┌─ SOURCE EXTRACT
As dental groups scale, each acquisition brings its own set of unique processes. Over time, the amount that has to be managed scales tremendously. While this makes it easy to veer from your group’s vision, there are some things you can do as a leader to help the organization stay on track with the increased number of people, processes, and technology flowing into the group.
This article intends to provide you with a guide for implementing a scalable insurance verification process that will help your RCM team operate more efficiently, redirect man-hours to revenue generation, and create a smoother integration process for new acquisitions. These recommendations will not be a one-size-fits-all approach, but rather critical items to think about as you are creating the playbook for your own group.
Regardless of how many locations you’re managing right now, before scaling to the next tier, you’ll want to make sure your current processes for insurance verification are optimized for efficiency. The goal here is to build a solid foundation for your group to build from.
The biggest gains in efficiency today are coming from technology that helps save your team time, retain and acquire talent, and maximize your human capital. Many aren’t yet aware of the impact technology has had on insurance verification, which puts the first movers at an advantage. Below are a few questions to ask as you are analyzing how much technology is impacting your insurance verification process.
If you answered yes to some or all of these questions, there are areas where technology can optimize your insurance verification process. In the past 12 months alone insurance verification technology has progressed leaps and bounds. For groups that are taking advantage of this technology, their staff comes into the office each day with the verifications for that day’s appointments already run and accounted for – verifications done in real-time or scheduled ahead of time. Breakthroughs such as these have reduced time spent on the phone with insurance by 70-90%, on average.
The other tedious part of the process is navigating insurance portals to obtain benefits breakdowns. The software can also automate the full-length process of logging into the portal, obtaining the benefits breakdown, and uploading it to the patient’s file. If your RCM staff didn’t have to log into insurance portals anymore, how much compounded time savings does that generate across 25 practices? 50 practices? 100+ locations? The groups with a competitive advantage are redirecting these man-hours to revenue generation. They look at small time savings measures like how investors leverage compounded interest. Five minutes saved per verification x 30 verifications per practice x 25 locations. That’s 62.5 hours saved for this organization….in one day!
As you are creating your insurance verification playbook, another big foundational piece that should be accounted for before scaling is your structure for running insurance verifications. Meaning who will be accountable for it at each location. There is no correct answer to this question. It will be different for every organization. However, there are three main organizational structures in the industry.
Insurance verification is 100% taken off the plate of front office teams. The group brings this in-house and utilizes a central business office to run the full-length insurance verification process. This is most popular among specialist groups such as orthodontic support organizations (OSO). This structure lends itself well to homogenous groups that tend to run insurance verifications needing (mostly) the same data points for each practice.
└─
┌─ EXTRACTED ENTRIES
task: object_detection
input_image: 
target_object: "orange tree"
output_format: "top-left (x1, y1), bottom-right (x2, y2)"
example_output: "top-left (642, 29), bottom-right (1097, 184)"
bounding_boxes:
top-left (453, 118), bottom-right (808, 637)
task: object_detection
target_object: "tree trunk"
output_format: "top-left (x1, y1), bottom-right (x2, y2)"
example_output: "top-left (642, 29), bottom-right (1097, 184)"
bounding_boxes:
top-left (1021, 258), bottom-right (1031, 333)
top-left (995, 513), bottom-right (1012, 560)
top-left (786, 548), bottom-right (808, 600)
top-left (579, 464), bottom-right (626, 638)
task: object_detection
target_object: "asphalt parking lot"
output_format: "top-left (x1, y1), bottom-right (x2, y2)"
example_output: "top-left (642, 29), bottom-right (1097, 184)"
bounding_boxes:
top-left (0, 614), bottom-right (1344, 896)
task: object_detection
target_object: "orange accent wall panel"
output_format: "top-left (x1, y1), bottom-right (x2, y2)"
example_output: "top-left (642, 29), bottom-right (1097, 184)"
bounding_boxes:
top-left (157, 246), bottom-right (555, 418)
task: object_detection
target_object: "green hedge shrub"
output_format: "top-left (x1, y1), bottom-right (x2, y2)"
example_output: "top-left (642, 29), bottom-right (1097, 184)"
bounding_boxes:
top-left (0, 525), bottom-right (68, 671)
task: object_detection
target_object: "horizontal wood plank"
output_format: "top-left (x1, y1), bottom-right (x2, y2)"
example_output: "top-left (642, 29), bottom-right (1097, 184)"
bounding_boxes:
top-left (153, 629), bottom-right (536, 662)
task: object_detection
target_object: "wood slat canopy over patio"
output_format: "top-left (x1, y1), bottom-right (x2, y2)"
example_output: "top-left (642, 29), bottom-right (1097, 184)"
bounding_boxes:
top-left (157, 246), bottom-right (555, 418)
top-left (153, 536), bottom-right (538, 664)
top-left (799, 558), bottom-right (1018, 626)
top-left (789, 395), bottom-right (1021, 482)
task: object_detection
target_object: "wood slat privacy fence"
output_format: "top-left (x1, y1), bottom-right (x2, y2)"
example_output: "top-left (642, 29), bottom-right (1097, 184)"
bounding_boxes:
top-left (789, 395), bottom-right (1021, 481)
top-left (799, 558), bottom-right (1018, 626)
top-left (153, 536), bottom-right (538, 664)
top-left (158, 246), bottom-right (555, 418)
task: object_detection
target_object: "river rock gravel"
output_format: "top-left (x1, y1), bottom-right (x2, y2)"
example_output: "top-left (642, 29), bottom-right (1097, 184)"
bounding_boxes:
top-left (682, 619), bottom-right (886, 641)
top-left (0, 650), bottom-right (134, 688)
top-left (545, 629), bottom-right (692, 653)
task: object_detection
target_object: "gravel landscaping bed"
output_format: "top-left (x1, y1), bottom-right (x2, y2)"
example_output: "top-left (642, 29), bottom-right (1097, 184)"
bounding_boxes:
└─
= REQUIRED TASKS =
[1] Using the dental insurance verification article, answer each of the following.
(a) By how much, on average, have the breakthroughs described reduced time spent on the phone with insurance?
(b) How many hours does the organization in the worked example save in one day?
(c) Among which groups is the central business office structure most popular?
[2] Substitute "early adopters" for "first movers" in the article's passage starting at "Regardless of how" and ending at "impacting your insurance verification process.", and write out that passage.
These entries come from a separate source and have no connection to the article.

= SOLUTIONS TO EACH TASK =
[1]
(a) By 70-90%.
(b) 62.5 hours.
(c) Specialist groups such as orthodontic support organizations (OSO).

[2]
Regardless of how many locations you’re managing right now, before scaling to the next tier, you’ll want to make sure your current processes for insurance verification are optimized for efficiency. The goal here is to build a solid foundation for your group to build from.
The biggest gains in efficiency today are coming from technology that helps save your team time, retain and acquire talent, and maximize your human capital. Many aren’t yet aware of the impact technology has had on insurance verification, which puts the early adopters at an advantage. Below are a few questions to ask as you are analyzing how much technology is impacting your insurance verification process.